** Belge alıntısı **
____

Vicdan zulüm ve zorbalığa isyandır - Ali Haydar Kaytan

Hangi İslam’dan yanasınız? Ebuzer’in mi, yoksa Erdoğan’ın mı? Ebuzer’in İslam’ı, bir saatlik tefekkürün bir yıllık ibadetten daha değerli olduğunu söyler. Cuzi akıl sahibi bir varlık olarak insan böylesi muhteşem bir yetenekle donatılmıştır...

Eşrefi mahlukat deyimi, külli akıldan nasibini alan varlığa işaret eder. Bu akıl her insana bahşedilmiştir. Ama bazıları onu Erdoğan gibi kötülük yolunda kullanır. Bazıları ise tıpkı Ebuzer gibi iyi olanın, hak ve adaletin tecellisi için değerlendirir. Doğru olan Ebuzer’in tutumudur ve ‘mutlak iyi’nin yolunda ilerlemeyi ifade eder. Erdoğan’ın fikrini ve fiilini esas almak ise, Deccal’ın emrine girmek ve kötülükle aynı anlama gelen yalanın uşaklığını yapmaktır. Ahlaktan kopmuş düşünce, nemrut ve firavun düzenlerinin hizmetindedir.

____

** Veri kümesinden kesit **
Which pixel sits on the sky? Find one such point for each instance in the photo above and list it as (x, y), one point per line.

____

** Yazılı yönerge **
Vicdan ve zulme isyan konulu yazıyı son cümlesinden itibaren devam ettirin.

** Alıştırma cevabı **
Sözü 5 Nisan 2015’ten beri kendisinden haber alınamayan Önder Apo’ya getirmek istiyorum. Emir kipini kullanarak, kimseye “Sokaklara dökülün, Önder Apo’nun sağlığı, güvenliği ve özgürlüğü için eyleme geçin” demiyorum. Sadece akıl sahibi her insanı düşünmeye davet ediyorum. Günlük yaşamın beş metelik etmeyen hayhuyundan uzaklaşıp, sadece Önder Apo’nun durumu üzerinde biraz olsun düşünmesi gerektiğini söylüyorum. Düşünmeyen bir insanın vicdanından, vicdanı olmayan bir insanın da insanlığından söz edilemez. Tefekkür, kendi zindanımız haline gelmiş benliğimizi aşıp dışımızdaki dünya ile bağ kurmamız, bu dünyanın gidişatına nasıl müdahale edeceğimiz konusunda aydınlanmamız ve eyleme geçmemiz için gereklidir. Vicdan, insanı her zaman hak ve adalet uğruna eyleme yöneltir. Düşünen, düşünerek ne yapması gerektiğini bilecek noktaya gelen, ancak doğru bildiğini eylemeyen insan vicdansızdır. Vicdansız olan ise imansızdır, bir müminin ruhundan ve duygularından mahrumdur.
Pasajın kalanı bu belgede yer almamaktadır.